Work item
Which lines of the data contain the string "blurred"? Copy every one of them.

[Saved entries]
=== Begin Enclosure ===

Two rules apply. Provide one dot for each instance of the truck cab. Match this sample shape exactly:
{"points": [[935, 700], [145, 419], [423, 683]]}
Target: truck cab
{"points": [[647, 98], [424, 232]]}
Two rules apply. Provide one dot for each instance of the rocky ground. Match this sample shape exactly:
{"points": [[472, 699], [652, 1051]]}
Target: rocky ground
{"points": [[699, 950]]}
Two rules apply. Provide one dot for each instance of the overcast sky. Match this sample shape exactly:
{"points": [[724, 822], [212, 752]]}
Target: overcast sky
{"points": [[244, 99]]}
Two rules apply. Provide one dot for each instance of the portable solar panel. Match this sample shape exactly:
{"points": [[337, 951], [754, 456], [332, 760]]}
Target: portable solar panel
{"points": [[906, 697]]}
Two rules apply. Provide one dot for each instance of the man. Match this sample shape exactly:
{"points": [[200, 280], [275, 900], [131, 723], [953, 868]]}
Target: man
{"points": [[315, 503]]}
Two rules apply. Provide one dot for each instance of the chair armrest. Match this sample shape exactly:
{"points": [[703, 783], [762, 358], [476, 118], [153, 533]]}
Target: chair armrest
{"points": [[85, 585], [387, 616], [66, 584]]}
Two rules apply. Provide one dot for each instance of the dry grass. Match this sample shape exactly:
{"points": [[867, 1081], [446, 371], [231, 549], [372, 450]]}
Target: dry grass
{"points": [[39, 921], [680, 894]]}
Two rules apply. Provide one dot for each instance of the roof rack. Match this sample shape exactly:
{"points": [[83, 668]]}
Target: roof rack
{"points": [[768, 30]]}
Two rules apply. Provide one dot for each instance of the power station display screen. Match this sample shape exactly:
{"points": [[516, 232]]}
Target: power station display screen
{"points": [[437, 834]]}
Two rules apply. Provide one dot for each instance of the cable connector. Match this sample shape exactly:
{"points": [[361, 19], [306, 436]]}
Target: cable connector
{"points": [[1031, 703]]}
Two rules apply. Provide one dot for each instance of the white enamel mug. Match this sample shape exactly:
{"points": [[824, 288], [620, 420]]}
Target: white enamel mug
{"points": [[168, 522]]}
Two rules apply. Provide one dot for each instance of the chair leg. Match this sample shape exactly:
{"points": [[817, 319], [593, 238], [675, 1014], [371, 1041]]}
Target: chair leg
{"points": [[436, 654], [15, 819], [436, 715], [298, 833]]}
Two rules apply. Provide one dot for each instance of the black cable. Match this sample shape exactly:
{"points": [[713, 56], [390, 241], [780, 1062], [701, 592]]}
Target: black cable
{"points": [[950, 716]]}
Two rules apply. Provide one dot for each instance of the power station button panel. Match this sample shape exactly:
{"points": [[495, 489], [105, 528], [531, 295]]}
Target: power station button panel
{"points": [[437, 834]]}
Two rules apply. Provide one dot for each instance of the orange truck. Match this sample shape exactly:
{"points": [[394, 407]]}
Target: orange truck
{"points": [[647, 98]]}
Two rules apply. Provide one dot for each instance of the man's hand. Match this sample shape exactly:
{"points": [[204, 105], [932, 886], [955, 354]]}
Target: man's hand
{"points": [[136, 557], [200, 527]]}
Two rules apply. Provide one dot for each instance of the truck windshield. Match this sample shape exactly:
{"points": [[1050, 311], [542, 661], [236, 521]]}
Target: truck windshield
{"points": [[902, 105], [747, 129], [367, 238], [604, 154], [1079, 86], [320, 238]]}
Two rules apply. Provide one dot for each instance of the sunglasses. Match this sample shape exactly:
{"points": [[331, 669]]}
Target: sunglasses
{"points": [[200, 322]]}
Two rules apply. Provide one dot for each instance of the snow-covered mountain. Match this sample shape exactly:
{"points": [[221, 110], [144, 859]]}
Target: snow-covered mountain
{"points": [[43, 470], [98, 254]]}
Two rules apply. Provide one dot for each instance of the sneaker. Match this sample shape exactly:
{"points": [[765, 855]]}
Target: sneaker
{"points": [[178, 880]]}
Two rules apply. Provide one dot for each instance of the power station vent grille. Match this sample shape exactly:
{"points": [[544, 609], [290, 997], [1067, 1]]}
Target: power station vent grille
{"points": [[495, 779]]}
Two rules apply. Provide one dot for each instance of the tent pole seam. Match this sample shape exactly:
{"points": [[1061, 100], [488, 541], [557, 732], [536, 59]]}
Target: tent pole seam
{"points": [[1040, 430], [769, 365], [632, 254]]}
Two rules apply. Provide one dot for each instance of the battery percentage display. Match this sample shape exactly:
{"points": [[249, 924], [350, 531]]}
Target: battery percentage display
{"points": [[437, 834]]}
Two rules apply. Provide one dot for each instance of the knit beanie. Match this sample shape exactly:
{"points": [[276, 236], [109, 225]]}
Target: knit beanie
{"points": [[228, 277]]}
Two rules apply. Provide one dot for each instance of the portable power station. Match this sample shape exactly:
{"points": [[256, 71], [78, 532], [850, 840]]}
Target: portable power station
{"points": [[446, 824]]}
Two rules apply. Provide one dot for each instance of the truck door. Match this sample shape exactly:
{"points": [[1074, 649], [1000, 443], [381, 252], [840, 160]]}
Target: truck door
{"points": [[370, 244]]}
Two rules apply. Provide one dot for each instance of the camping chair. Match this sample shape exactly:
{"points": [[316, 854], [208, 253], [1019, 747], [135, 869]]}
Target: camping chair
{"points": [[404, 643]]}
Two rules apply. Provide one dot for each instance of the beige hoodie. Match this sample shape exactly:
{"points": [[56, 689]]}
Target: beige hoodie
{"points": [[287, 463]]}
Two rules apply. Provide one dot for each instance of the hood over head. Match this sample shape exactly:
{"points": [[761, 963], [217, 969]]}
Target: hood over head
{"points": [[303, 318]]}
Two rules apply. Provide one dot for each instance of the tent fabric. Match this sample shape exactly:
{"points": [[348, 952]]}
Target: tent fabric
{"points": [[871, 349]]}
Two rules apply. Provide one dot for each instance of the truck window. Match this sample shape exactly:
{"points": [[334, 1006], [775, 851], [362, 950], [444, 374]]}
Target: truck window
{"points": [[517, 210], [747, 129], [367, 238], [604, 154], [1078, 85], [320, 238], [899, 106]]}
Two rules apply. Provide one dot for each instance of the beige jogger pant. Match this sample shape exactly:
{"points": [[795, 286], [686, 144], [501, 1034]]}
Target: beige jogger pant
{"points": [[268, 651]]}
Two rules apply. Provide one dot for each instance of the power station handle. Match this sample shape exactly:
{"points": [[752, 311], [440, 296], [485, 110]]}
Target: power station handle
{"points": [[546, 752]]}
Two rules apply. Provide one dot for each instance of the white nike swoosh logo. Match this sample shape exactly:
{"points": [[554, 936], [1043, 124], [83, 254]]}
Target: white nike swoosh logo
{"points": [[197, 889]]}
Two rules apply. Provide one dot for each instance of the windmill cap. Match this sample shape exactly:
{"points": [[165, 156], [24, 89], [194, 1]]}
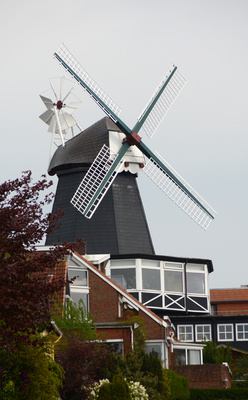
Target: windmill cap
{"points": [[81, 150]]}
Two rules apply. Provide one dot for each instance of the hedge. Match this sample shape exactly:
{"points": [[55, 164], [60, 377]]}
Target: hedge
{"points": [[216, 394]]}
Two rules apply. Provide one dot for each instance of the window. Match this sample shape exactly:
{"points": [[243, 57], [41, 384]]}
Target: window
{"points": [[79, 275], [185, 333], [129, 275], [79, 288], [116, 345], [242, 331], [203, 333], [173, 281], [151, 279], [225, 332], [195, 275], [154, 348], [188, 356], [77, 294]]}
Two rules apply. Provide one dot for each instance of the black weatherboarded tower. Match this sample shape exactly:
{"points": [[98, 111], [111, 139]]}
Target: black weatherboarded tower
{"points": [[119, 224]]}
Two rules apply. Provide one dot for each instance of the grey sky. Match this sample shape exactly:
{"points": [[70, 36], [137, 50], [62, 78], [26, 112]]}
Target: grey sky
{"points": [[128, 47]]}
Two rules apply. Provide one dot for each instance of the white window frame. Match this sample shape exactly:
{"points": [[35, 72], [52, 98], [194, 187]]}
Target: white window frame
{"points": [[117, 341], [158, 342], [244, 332], [185, 333], [187, 347], [225, 339], [197, 333]]}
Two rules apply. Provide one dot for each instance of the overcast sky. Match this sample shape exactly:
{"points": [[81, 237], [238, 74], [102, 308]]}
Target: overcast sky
{"points": [[127, 47]]}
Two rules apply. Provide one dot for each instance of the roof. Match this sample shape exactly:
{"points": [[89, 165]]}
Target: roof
{"points": [[182, 260], [227, 295]]}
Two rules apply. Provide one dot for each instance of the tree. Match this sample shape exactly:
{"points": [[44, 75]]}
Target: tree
{"points": [[32, 372], [24, 287], [25, 290], [82, 353]]}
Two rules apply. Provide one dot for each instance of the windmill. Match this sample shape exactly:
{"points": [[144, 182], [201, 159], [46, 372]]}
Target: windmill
{"points": [[58, 115], [107, 164]]}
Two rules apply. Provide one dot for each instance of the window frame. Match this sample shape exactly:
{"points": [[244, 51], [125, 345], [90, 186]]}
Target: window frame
{"points": [[196, 333], [236, 328], [185, 333], [187, 349], [218, 333]]}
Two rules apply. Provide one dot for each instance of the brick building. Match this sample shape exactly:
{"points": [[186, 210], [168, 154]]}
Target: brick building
{"points": [[113, 307]]}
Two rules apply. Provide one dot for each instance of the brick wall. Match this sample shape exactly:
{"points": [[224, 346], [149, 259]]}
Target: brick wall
{"points": [[207, 376]]}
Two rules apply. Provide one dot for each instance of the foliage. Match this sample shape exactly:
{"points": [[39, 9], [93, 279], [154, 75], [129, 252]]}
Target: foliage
{"points": [[32, 373], [82, 353], [84, 362], [213, 354], [178, 386], [218, 394], [74, 320], [240, 370], [119, 389], [26, 370], [24, 287]]}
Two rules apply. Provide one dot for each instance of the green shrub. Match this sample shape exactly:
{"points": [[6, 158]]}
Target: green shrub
{"points": [[218, 394], [105, 392], [178, 386], [119, 388]]}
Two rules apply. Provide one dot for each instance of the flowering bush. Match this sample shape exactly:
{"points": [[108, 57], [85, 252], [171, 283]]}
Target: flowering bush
{"points": [[136, 390]]}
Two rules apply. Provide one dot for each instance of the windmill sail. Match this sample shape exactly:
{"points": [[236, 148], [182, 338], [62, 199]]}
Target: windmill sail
{"points": [[109, 106], [96, 182], [180, 192], [161, 101], [86, 199]]}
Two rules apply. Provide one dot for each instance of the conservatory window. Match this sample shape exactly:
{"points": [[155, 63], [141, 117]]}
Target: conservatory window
{"points": [[185, 332], [151, 279], [154, 348], [173, 281], [203, 333], [128, 273], [195, 275]]}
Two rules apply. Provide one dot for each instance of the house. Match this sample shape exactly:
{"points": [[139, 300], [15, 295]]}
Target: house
{"points": [[227, 324], [113, 307]]}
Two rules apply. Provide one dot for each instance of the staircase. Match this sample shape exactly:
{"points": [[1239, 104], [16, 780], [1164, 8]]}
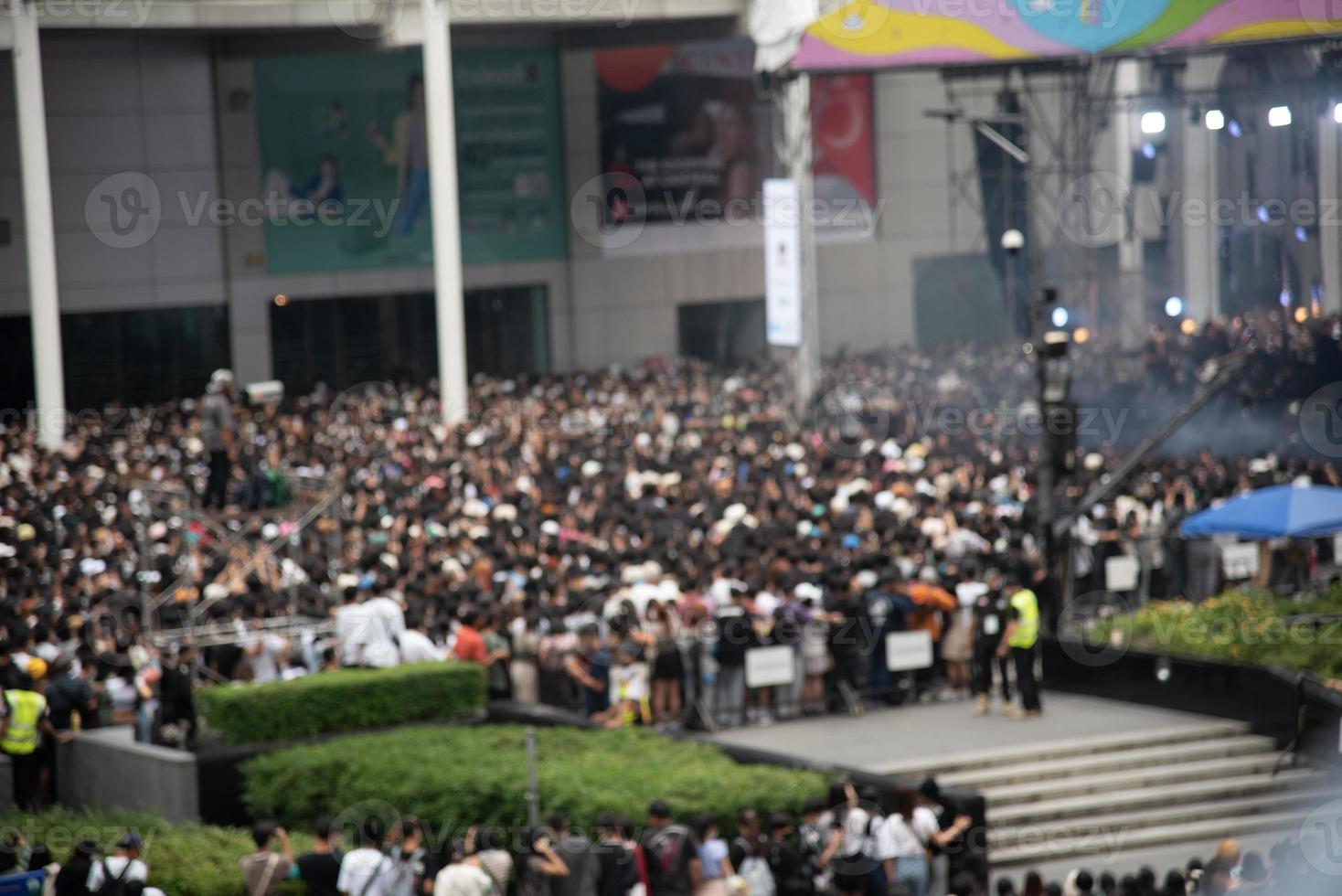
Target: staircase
{"points": [[1100, 795]]}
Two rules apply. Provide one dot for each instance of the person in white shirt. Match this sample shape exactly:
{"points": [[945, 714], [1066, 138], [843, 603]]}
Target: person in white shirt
{"points": [[416, 645], [367, 870], [387, 625], [123, 865]]}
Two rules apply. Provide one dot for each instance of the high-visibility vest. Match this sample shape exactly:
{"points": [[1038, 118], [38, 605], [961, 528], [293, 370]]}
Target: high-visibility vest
{"points": [[1027, 619], [26, 707]]}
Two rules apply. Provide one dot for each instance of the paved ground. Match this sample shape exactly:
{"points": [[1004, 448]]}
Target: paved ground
{"points": [[898, 737]]}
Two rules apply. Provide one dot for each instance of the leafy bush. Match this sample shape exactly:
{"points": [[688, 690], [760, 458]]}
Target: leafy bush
{"points": [[455, 777], [183, 858], [1239, 626], [344, 700]]}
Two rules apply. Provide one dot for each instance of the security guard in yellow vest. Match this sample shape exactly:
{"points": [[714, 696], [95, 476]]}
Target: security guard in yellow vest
{"points": [[20, 731], [1018, 641]]}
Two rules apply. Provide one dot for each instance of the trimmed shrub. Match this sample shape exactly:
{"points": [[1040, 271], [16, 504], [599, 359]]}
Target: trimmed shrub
{"points": [[344, 700], [455, 777], [183, 858], [1250, 626]]}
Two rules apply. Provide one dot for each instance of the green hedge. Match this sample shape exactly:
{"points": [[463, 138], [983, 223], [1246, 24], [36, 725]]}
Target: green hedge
{"points": [[1238, 626], [346, 700], [183, 858], [453, 777]]}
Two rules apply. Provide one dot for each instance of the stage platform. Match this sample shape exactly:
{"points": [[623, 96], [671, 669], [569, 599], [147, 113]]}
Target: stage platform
{"points": [[1094, 783]]}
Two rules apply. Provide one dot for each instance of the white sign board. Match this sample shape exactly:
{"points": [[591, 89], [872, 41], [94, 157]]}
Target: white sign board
{"points": [[906, 651], [1239, 560], [782, 261], [768, 667], [1121, 573]]}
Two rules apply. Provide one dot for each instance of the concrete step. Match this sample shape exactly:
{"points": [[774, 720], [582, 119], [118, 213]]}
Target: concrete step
{"points": [[1113, 841], [1107, 743], [1103, 763], [1009, 837], [1144, 798], [1153, 775]]}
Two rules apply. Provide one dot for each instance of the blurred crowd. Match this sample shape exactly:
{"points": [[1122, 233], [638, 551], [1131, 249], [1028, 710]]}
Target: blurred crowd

=== End Enclosure ===

Solution below
Two rules apply. Provide one dot for each instance of the blurred crowd. Match this sample shape exactly:
Target: blurred crowd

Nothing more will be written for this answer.